Material to process Start Marker
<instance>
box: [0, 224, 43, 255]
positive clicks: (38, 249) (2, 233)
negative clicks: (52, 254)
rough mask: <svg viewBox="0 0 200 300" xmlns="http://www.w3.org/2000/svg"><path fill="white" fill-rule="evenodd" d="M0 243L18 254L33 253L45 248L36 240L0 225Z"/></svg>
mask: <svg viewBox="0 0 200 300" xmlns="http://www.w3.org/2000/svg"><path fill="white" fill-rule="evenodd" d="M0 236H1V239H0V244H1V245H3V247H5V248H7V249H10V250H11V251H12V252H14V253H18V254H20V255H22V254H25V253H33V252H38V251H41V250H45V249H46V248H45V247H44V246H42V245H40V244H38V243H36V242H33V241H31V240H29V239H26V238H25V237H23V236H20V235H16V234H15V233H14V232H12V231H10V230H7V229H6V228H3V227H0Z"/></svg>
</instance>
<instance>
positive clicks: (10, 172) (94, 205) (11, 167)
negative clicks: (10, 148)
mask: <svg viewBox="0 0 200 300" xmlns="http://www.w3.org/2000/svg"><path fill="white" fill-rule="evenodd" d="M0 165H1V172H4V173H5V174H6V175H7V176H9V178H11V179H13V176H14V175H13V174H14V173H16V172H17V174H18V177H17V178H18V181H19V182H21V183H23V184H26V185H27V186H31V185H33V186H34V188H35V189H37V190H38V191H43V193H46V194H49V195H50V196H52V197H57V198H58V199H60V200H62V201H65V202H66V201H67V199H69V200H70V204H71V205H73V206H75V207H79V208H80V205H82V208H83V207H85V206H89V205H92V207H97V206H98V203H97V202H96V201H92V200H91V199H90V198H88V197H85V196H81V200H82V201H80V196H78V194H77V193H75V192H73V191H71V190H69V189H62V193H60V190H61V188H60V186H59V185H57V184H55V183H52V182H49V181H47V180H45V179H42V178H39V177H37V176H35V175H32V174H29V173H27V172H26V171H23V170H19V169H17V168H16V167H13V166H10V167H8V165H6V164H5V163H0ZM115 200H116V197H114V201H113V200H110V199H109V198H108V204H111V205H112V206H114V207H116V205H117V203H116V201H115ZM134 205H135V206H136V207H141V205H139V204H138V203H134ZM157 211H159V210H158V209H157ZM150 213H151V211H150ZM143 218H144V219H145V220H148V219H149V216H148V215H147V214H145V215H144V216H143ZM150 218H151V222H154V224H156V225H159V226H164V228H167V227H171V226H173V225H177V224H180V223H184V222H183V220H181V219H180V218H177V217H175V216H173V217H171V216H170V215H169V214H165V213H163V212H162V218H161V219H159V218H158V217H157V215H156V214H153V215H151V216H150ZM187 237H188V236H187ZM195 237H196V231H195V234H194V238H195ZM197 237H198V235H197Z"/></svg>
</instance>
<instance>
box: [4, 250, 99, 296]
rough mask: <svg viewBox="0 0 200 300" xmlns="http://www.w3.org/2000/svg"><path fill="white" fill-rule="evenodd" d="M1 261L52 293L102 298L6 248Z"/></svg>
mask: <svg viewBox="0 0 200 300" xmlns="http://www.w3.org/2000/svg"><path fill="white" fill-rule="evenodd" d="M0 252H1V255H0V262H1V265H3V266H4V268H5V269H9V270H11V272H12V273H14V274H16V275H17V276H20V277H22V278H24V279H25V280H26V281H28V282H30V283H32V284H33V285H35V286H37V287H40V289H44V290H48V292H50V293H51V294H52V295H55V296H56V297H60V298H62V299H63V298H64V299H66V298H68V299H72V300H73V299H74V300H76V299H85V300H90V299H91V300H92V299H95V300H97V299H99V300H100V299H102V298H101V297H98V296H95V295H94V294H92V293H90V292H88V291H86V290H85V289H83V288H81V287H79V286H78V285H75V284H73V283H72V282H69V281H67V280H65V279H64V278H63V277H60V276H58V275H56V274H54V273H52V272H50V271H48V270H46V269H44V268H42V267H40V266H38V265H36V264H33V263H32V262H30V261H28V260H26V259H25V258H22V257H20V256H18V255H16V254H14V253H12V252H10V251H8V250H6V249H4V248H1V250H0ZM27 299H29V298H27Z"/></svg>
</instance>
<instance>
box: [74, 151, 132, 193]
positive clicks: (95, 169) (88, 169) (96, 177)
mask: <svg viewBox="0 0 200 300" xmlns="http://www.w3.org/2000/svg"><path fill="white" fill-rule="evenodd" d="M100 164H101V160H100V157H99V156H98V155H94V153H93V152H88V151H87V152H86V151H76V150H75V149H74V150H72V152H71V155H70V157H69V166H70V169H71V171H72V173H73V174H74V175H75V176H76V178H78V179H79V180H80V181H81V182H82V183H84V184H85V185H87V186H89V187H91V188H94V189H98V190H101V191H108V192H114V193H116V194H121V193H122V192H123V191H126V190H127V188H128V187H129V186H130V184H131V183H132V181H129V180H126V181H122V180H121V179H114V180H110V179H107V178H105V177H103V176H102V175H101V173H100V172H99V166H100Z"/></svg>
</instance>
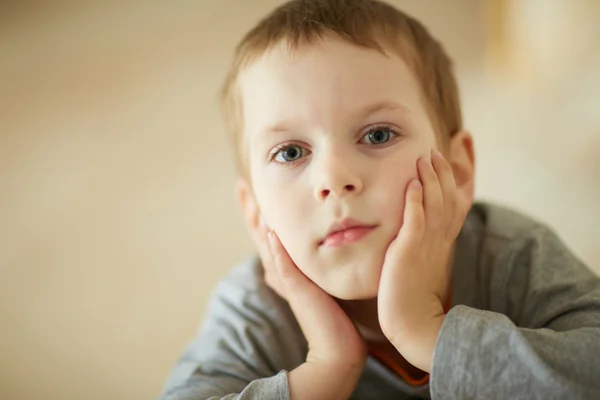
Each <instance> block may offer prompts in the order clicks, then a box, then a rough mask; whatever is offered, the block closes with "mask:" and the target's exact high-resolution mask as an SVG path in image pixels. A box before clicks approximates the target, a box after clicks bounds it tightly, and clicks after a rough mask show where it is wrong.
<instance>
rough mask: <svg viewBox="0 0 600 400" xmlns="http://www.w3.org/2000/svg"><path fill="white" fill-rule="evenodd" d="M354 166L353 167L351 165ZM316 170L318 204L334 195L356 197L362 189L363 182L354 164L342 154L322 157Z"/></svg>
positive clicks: (346, 155) (344, 155) (315, 187)
mask: <svg viewBox="0 0 600 400" xmlns="http://www.w3.org/2000/svg"><path fill="white" fill-rule="evenodd" d="M353 164H354V165H353ZM320 165H321V168H318V169H317V172H316V173H317V177H318V180H317V182H318V183H317V185H316V187H315V197H316V199H317V201H318V202H319V203H323V202H325V201H326V200H327V198H329V197H331V196H332V195H335V196H337V197H340V198H341V197H346V196H352V195H357V194H358V193H360V192H361V191H362V189H363V181H362V179H361V177H360V176H359V174H358V168H357V165H356V163H352V160H350V159H349V157H348V156H347V155H346V156H345V155H344V154H339V152H338V153H337V154H330V155H327V156H325V157H324V159H323V160H322V162H321V163H320Z"/></svg>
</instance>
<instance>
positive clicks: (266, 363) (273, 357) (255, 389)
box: [161, 263, 306, 400]
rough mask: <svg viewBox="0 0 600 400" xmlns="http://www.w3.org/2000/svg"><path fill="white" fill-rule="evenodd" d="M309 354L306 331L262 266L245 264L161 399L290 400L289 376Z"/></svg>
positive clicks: (212, 309) (188, 353)
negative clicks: (280, 295) (299, 325)
mask: <svg viewBox="0 0 600 400" xmlns="http://www.w3.org/2000/svg"><path fill="white" fill-rule="evenodd" d="M305 355H306V341H305V339H304V337H303V335H302V332H301V331H300V329H299V327H298V326H297V323H296V321H295V319H294V317H293V314H292V313H291V310H290V309H289V307H287V306H286V303H285V301H283V300H282V299H281V298H280V297H278V296H277V295H276V294H275V293H274V292H272V291H271V290H270V289H268V287H267V286H266V285H265V284H264V281H263V280H262V269H261V267H260V266H259V263H254V264H253V265H248V264H246V265H242V266H241V267H238V268H237V269H236V270H234V272H233V273H232V274H231V276H229V277H228V278H227V279H226V280H224V281H223V282H221V283H220V284H219V286H218V287H217V289H216V291H215V292H214V294H213V296H212V298H211V300H210V302H209V307H208V309H207V313H206V317H205V320H204V323H203V326H202V328H201V329H200V330H199V331H198V334H197V336H196V338H195V339H194V340H193V342H192V343H191V345H190V346H189V347H188V349H187V350H186V351H185V353H184V354H183V356H182V357H181V358H180V359H179V360H178V362H177V364H176V365H175V368H174V370H173V372H172V374H171V377H170V378H169V380H168V382H167V385H166V387H165V391H164V393H163V395H162V396H161V399H162V400H188V399H189V400H192V399H193V400H205V399H208V398H211V399H213V398H223V399H240V400H241V399H259V398H260V399H286V398H288V396H289V395H288V373H287V371H291V370H292V369H294V368H296V367H297V366H298V365H300V364H301V363H303V362H304V357H305Z"/></svg>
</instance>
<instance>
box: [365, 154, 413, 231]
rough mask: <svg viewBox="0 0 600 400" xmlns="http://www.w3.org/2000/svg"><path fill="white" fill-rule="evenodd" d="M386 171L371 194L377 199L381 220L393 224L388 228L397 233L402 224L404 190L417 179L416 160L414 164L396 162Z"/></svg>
mask: <svg viewBox="0 0 600 400" xmlns="http://www.w3.org/2000/svg"><path fill="white" fill-rule="evenodd" d="M386 171H389V172H386V173H385V174H382V175H381V176H380V179H378V181H377V185H376V186H375V187H373V191H374V193H373V194H374V198H375V199H378V203H379V205H378V208H379V209H380V218H381V220H382V221H390V222H391V223H393V226H391V225H390V227H391V229H392V230H394V231H397V230H398V229H399V228H400V226H401V224H402V219H403V218H402V217H403V214H404V205H405V202H406V200H405V196H406V189H407V187H408V184H409V182H410V181H412V180H413V179H416V178H417V177H418V173H417V167H416V159H415V162H414V163H413V162H412V161H400V162H398V161H397V162H395V163H393V165H389V166H388V167H387V168H386Z"/></svg>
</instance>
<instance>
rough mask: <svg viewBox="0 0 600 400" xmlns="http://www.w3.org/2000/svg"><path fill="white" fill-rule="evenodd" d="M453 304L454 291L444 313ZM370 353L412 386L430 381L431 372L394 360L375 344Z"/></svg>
Material to process End Marker
**What to produce:** Look above for the line with "166L353 167L351 165ZM316" and the line with "positive clicks: (266, 363)". Retype those two lines and every line between them exactly, adding nothing.

**Task result:**
rough mask: <svg viewBox="0 0 600 400" xmlns="http://www.w3.org/2000/svg"><path fill="white" fill-rule="evenodd" d="M354 166L353 167L351 165ZM316 170L318 204L334 195L356 197L362 189L363 182L354 164L342 154L322 157Z"/></svg>
positive clicks: (346, 155) (344, 155) (315, 187)
mask: <svg viewBox="0 0 600 400" xmlns="http://www.w3.org/2000/svg"><path fill="white" fill-rule="evenodd" d="M353 164H354V165H353ZM320 165H321V168H318V169H317V172H316V173H317V177H318V180H317V182H318V183H317V185H316V187H315V197H316V199H317V201H318V202H319V203H323V202H325V201H326V200H327V198H329V197H331V196H332V195H335V196H337V197H340V198H341V197H346V196H352V195H357V194H358V193H360V192H361V191H362V189H363V181H362V179H361V177H360V176H359V174H358V168H357V165H356V163H352V160H350V159H349V157H348V156H347V155H346V156H345V155H344V154H339V152H338V153H337V154H330V155H327V156H325V157H324V159H323V160H322V162H321V163H320Z"/></svg>
</instance>
<instance>
positive clicks: (266, 363) (273, 357) (255, 389)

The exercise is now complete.